• **Alıntı**:
********************

Libya’da geniş katılımlı halk gösterileri ve silahlı milis birliklerin mücadelesi ile gerçekleşen “17 Şubat Devrimi” ile 42 yıllık Kaddafi rejimi son bulmuş, takip eden süreçte uluslararası standartları esas alarak eşitlikçi, katılımcı, demokratik bir hukuk düzeni inşa edilmek istenmiştir. Devrimden sonra yönetimi Ulusal Geçiş Konseyi devralmış, Konsey’in atadığı hükümet 7 Temmuz 2012’de gerçekleştirilen seçimlere kadar ülkeyi yönetmiştir. 7 Temmuz seçimleri ile iş başına gelen Milli Genel Kongre (MGK) ve onun atadığı hükümetler ülkeyi yönetmiş, bu süreçte MGK içinde oluşan siyasi kutuplaşmalar bürokrasi ve silahlı milisler arasında karşılık bulmuştur. Siyasi kutuplaşmalar, kendini silahlı çatışmalar şeklinde dışa vurmaya başladığında eşitlikçi, katılımcı, demokratik bir hukuk düzeni inşa çabaları bir kenara bırakılmak zorunda kalınmıştır.
Uzun yıllar ABD’de ikamet eden emekli General Halife Haftar’ın 2014 yılı Şubat ayında MGK’ya karşı başlattığı darbe girişimi, aynı yılın Temmuz ayında gerçekleşen seçimlerle iş başına gelen Temsilciler Meclisi’nin desteğini almıştır. Böylece MGK içinde başlayan siyasal kutuplaşma, iki farklı parlamento etrafında örgütlenmiş rakip meşruiyet iddialarına evrilmiştir. Siyasi rekabetin silahlı çatışma üzerinden ifade edildiği ülkede istikrarın temini için Birleşmiş Milletler öncülüğünde başlatılan barış inisiyatifi her ne kadar “Ulusal Uzlaşı Hükümeti”ni sonuç verse de taraflar içinde oluşan alt çıkar grupları Uzlaşı Hükümetini reddetmiştir.

********************

• **Verilen satırlar**:
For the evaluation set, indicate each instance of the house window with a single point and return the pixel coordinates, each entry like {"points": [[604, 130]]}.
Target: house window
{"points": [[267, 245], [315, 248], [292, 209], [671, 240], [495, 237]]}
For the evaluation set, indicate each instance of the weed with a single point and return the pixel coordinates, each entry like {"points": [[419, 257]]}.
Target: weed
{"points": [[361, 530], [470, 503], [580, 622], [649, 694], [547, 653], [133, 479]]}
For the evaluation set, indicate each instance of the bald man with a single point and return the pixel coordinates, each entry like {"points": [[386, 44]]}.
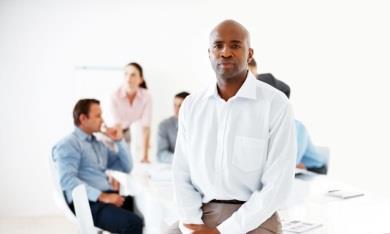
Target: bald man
{"points": [[235, 152]]}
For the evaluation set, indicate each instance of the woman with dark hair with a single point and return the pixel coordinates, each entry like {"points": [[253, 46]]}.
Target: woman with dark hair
{"points": [[132, 102]]}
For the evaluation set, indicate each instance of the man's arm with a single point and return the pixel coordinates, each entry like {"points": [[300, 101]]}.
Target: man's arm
{"points": [[277, 178], [164, 155], [68, 158], [120, 160], [187, 198]]}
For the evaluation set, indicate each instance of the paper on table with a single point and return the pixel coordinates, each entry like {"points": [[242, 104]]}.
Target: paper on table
{"points": [[344, 194], [297, 226]]}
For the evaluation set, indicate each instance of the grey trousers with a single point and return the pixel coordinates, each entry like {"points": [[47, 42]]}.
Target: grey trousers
{"points": [[215, 213]]}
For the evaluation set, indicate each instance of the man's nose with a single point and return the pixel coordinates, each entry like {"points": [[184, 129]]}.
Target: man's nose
{"points": [[226, 52]]}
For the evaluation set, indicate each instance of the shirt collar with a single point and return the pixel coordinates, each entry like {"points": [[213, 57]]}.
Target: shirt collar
{"points": [[123, 92], [83, 135], [247, 89]]}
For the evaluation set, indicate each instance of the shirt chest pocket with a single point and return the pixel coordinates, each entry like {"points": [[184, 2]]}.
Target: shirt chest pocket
{"points": [[249, 153]]}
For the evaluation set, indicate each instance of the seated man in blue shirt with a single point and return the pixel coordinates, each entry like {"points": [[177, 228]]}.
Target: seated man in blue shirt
{"points": [[81, 159], [167, 132], [308, 157]]}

********************

• **Talep**:
Libya hakkındaki alıntıya dayanarak şu soruları yanıtlayın:
1. 7 Temmuz 2012 seçimlerine kadar ülkeyi kim yönetmiştir?
2. Halife Haftar, Milli Genel Kongre'ye karşı darbe girişimini hangi ay ve yılda başlatmıştır?
3. Birleşmiş Milletler öncülüğünde başlatılan barış inisiyatifi hangi hükümetle sonuçlanmıştır?

• **Yanıt aşağıda**:
1. Ulusal Geçiş Konseyi'nin atadığı hükümet.
2. 2014 yılının Şubat ayında.
3. Ulusal Uzlaşı Hükümeti.